= Task objective =
Leaving out every line before the one with "Target: orange and white bus", write out the rest of the records below exactly.

(Records to use begins)

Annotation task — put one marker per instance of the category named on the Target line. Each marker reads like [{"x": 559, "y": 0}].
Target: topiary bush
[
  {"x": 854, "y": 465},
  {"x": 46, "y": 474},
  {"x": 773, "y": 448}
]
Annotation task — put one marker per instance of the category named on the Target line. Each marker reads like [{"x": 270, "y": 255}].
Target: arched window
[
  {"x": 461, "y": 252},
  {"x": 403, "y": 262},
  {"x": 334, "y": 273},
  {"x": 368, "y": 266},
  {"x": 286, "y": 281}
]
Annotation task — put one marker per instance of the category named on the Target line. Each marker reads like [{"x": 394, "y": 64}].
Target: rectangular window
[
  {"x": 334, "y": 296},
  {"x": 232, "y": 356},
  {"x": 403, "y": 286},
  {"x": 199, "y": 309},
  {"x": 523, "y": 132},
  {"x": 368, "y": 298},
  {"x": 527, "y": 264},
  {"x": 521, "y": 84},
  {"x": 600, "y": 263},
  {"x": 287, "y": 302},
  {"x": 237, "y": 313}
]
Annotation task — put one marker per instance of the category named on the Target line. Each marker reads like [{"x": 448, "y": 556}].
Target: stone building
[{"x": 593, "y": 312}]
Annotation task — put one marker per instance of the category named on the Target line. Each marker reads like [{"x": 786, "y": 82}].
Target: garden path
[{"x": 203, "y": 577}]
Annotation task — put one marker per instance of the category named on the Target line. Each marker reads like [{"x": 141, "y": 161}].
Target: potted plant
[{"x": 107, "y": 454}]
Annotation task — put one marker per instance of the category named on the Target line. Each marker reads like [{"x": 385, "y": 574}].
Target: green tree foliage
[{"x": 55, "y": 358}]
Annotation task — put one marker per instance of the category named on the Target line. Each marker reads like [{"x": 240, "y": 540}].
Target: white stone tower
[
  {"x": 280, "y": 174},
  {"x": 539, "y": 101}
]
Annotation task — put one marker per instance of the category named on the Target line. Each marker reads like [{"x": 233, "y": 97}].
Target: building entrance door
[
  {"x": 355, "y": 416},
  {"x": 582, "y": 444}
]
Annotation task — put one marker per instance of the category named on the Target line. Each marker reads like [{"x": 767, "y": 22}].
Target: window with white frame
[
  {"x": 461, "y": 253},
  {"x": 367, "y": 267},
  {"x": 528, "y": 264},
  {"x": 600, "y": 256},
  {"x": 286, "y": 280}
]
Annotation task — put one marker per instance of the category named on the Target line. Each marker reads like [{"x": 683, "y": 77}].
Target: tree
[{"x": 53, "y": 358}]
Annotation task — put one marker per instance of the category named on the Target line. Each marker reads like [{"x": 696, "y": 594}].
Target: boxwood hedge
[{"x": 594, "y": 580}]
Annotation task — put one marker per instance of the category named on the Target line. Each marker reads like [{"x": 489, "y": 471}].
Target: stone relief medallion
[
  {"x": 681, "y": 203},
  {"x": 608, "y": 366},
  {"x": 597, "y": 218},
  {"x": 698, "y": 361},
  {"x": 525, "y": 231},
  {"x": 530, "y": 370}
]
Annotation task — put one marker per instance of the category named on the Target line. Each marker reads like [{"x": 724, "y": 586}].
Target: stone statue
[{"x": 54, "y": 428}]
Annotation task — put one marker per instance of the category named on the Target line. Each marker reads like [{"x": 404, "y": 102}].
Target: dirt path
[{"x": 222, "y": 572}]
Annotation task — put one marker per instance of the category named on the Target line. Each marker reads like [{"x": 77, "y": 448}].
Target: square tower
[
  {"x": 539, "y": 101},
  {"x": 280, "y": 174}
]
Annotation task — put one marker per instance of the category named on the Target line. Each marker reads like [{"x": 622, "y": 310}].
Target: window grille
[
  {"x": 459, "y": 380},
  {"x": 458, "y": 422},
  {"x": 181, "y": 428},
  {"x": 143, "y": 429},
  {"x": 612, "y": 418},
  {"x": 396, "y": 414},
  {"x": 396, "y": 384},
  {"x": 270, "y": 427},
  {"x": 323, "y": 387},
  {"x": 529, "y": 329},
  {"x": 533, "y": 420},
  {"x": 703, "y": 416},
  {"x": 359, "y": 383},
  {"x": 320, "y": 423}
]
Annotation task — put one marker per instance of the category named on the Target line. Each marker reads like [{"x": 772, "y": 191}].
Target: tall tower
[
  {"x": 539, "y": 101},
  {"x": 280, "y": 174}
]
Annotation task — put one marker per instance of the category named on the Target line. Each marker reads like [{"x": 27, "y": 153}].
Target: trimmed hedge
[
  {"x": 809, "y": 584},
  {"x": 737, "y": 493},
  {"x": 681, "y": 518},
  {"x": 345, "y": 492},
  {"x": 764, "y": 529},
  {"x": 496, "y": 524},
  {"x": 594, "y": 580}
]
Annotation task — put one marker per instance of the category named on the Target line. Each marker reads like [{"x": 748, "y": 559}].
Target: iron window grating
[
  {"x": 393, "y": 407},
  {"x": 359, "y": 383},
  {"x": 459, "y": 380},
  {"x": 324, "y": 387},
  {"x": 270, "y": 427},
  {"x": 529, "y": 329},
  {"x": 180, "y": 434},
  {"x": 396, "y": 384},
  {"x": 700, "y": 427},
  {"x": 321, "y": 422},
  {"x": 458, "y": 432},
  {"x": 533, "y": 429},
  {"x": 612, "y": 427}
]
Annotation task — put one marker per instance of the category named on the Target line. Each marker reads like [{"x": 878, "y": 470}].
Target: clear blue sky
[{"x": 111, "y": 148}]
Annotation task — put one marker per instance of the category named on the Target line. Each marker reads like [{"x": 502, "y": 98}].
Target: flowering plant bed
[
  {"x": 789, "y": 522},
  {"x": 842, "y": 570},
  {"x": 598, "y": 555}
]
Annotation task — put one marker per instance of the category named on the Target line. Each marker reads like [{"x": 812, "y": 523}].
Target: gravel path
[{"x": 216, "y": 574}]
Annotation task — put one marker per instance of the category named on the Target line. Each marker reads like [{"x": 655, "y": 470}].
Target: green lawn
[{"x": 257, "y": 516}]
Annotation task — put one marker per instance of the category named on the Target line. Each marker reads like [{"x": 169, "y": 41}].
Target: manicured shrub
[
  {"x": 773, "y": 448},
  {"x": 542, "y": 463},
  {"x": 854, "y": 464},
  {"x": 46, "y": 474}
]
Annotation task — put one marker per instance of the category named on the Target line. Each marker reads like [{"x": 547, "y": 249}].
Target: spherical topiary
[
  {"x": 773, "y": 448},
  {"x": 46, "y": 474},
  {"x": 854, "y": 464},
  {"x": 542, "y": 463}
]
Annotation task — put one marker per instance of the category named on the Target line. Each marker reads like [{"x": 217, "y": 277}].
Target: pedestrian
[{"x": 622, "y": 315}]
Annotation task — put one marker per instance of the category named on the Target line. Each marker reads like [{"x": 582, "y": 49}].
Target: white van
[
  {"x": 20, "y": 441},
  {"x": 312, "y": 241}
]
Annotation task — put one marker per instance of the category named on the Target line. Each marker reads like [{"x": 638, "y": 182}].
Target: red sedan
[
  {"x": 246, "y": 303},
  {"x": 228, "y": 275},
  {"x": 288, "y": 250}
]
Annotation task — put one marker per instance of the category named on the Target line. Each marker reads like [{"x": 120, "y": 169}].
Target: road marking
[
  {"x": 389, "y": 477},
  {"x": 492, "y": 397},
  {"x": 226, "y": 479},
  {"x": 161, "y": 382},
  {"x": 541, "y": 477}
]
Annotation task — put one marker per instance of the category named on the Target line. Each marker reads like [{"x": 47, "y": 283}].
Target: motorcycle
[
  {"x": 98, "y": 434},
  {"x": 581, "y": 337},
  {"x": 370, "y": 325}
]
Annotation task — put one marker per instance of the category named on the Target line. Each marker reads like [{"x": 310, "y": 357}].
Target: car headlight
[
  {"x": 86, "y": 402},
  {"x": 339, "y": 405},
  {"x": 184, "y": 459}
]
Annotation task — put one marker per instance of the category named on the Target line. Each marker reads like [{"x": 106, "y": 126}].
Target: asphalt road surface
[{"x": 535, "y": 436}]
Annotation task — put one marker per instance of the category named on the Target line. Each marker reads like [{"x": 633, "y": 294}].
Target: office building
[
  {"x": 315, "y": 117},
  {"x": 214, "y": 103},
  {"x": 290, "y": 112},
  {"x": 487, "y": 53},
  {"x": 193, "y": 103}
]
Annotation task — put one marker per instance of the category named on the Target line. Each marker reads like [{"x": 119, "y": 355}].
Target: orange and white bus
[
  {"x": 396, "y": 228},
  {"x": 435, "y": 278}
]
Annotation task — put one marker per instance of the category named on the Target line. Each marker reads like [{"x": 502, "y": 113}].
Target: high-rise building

(Records to use ends)

= Written solution =
Target: orange and white bus
[
  {"x": 396, "y": 228},
  {"x": 435, "y": 278}
]
Annotation task — put one marker per instance of the category named on the Target line. Each marker reads like [{"x": 502, "y": 113}].
Target: high-rise building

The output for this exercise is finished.